ページ抜粋
◆ ◆ ◆ ◆
正法眼蔵を読み解く

現代人による正法眼蔵解説

『正法眼蔵抄』「諸悪莫作聞書」に関する問題について    倉 石 義 範

正法眼蔵抄』「諸悪莫作聞書」に関する問題について

倉 石 義 範

 

正法眼蔵』の最古の注釈書「正法眼蔵抄」の中に、「私云」を冠する注釈が見られる。 この形式をもっ注釈を含む巻を挙げると、仏性、諸悪莫作、説心説性、仏道、他心通のそ

れぞれの巻である。この中で、特に諸悪莫作の巻に於いて、「私云」を冠する注釈が頻出する。そこで、「諸悪莫作」の巻に限って、この「私云」と、これが導びく注釈とに関わる問題について論究したい。

問題となるのは、次の主要な四点である。
◆ ◆ ◆ ◆
提供データ
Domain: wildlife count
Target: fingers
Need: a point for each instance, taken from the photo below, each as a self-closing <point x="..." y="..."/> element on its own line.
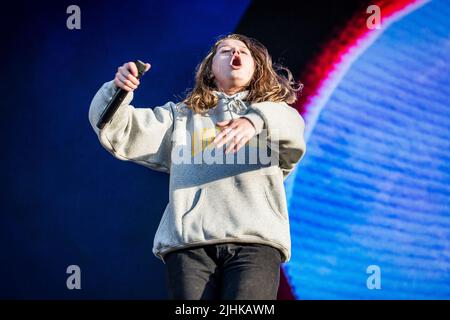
◆ ◆ ◆ ◆
取り組む課題
1. 正法眼蔵抄の論考によると、「私云」を冠する注釈が特に頻出するのはどの巻か。
2. 正法眼蔵抄の論考を、最後の文の後から続けて書いてください。
データはここでは使わない。

課題ごとの回答
1. 諸悪莫作の巻。

2.
一、「私云」を冠する注釈と他の巻の注釈との内容的な関係について

二、「私云」を冠する注釈の形式について

三、「私云」と「奥書」等との関係について 、

四、「私」は誰かについて

従来、「諸悪莫作」 の巻に見られる「私云」に関して論述したものは、右の三と四の内容を説明するにとどまる。然も、三に関してはその解説に論理的矛盾を含んでいるように思わ

れ、四に関しては、この「私」が「経豪」であることについて疑問を持った論文がないことから、この両者の関係が固定して、他の推論に必要となる重大な根拠として用いられてい

る様に思われる。

しかし、この三四の問題は、一二 の問題をみていくことによって、従来、不明なままに保たれていた矛盾した関係や論拠のないまま定まった位地を持つようになった説が、一挙に崩壊して、新たな立場から見直されなければならないことになろう。以下、それぞれの点を詳述することによって、それを証明したい。

 

一についての問題

「諸悪莫作聞書」の中に見られる「私云」を冠する注釈は、内容的に他の全巻の「経豪抄」並びに 「聞書抄」と如何なる関係にあるのであろうか。もし「諸悪莫作聞書」の「私云」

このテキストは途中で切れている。